[WORK TO BE COMPLETED]
Search the data for the word "decoration" and copy every line that contains it.

[LISTED ENTRIES]
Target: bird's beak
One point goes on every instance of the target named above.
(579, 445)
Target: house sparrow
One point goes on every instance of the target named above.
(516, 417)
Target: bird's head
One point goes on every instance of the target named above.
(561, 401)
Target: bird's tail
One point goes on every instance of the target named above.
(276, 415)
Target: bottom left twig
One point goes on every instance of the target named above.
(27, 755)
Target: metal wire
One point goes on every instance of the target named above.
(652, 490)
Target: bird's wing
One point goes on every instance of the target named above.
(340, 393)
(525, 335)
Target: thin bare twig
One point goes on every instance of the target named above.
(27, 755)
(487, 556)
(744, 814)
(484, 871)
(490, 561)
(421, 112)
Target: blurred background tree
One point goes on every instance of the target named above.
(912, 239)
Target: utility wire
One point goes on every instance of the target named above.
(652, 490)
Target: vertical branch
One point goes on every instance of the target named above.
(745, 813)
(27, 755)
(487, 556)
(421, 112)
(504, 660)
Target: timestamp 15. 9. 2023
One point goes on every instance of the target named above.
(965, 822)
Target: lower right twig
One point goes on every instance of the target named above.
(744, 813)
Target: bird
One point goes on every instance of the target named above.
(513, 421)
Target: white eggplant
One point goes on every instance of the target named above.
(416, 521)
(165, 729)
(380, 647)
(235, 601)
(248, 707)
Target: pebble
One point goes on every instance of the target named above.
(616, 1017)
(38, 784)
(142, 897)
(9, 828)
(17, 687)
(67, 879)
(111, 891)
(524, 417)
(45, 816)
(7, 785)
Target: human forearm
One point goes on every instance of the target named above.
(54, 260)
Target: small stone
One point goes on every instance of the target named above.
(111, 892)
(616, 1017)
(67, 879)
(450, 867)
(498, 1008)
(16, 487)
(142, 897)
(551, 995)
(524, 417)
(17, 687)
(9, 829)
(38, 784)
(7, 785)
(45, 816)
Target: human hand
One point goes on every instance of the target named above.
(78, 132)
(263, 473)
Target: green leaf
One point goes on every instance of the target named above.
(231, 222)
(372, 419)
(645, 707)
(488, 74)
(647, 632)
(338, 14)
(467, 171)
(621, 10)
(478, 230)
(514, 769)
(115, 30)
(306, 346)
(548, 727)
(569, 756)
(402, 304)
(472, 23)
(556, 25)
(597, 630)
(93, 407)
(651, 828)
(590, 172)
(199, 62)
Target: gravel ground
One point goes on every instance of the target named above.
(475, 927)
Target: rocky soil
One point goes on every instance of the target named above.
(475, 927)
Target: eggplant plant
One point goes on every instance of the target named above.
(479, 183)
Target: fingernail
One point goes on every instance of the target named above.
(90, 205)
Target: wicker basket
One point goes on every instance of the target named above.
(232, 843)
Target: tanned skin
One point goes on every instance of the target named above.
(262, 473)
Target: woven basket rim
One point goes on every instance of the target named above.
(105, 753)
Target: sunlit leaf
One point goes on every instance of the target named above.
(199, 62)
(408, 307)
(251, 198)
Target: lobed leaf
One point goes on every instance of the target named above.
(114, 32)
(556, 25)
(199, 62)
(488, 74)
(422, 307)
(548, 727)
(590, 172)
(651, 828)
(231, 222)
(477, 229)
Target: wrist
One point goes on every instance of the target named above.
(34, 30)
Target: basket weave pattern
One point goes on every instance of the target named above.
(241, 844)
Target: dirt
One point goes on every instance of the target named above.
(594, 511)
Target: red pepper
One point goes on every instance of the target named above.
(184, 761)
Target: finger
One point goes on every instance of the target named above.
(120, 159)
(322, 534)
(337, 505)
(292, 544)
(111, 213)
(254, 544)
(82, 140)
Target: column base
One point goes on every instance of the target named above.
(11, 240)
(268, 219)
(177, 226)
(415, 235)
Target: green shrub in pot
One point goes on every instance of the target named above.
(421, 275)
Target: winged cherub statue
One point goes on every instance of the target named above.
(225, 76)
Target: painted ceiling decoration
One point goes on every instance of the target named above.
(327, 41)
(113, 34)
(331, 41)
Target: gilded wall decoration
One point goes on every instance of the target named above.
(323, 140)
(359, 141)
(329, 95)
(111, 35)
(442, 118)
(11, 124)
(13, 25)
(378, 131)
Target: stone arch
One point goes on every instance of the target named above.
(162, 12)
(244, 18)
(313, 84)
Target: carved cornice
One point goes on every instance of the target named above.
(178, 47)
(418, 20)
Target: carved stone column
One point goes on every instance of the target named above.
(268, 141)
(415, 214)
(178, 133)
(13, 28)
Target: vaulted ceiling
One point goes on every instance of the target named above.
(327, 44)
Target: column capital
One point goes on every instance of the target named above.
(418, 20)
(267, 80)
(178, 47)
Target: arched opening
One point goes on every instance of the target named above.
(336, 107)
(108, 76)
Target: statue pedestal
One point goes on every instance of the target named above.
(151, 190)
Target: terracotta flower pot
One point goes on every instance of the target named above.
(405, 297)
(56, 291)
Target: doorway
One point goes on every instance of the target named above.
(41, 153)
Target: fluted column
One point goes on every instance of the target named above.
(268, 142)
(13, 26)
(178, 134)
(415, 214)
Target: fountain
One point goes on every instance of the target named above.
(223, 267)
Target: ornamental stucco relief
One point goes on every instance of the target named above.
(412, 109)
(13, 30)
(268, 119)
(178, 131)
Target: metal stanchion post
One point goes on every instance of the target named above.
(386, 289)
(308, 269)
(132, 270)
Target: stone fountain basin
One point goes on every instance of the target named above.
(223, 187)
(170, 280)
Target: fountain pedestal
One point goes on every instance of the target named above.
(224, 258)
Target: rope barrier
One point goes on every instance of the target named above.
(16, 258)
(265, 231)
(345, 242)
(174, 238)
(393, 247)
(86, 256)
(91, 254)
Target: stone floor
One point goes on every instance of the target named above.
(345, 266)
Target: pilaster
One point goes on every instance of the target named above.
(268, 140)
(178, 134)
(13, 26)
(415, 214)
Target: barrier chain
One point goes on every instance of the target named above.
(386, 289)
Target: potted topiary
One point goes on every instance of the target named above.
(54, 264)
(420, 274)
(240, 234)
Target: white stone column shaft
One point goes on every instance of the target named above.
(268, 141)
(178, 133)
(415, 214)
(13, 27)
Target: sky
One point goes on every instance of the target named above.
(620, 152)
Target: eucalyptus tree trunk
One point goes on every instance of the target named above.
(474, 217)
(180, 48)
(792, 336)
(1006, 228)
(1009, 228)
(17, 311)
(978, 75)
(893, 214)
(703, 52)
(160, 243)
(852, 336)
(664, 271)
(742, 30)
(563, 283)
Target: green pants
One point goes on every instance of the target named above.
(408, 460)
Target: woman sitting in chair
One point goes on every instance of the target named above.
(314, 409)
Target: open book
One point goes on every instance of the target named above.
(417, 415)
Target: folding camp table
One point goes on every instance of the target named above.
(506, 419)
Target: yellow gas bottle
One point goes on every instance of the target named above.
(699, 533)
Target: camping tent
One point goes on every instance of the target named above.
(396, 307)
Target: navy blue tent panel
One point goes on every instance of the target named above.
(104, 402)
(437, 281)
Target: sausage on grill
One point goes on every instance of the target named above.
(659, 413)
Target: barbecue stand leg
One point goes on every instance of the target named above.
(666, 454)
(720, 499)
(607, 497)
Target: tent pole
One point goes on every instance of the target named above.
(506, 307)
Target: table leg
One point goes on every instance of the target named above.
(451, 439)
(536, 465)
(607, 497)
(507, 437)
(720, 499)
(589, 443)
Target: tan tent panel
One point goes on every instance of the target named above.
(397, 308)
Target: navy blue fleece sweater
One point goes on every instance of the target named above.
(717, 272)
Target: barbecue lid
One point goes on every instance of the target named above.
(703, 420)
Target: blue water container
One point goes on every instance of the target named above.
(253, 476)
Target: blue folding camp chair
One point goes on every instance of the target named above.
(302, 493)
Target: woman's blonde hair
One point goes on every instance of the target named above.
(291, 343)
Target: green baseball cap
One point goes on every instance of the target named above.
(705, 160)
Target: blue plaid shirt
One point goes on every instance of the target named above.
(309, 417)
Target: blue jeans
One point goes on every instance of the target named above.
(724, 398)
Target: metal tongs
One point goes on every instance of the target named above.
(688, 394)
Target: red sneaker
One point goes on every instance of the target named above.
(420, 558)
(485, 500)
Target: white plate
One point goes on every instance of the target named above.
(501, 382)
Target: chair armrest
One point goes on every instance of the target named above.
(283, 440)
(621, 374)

[WRITTEN SOLUTION]
Target: painted ceiling decoration
Target: gilded wall decoration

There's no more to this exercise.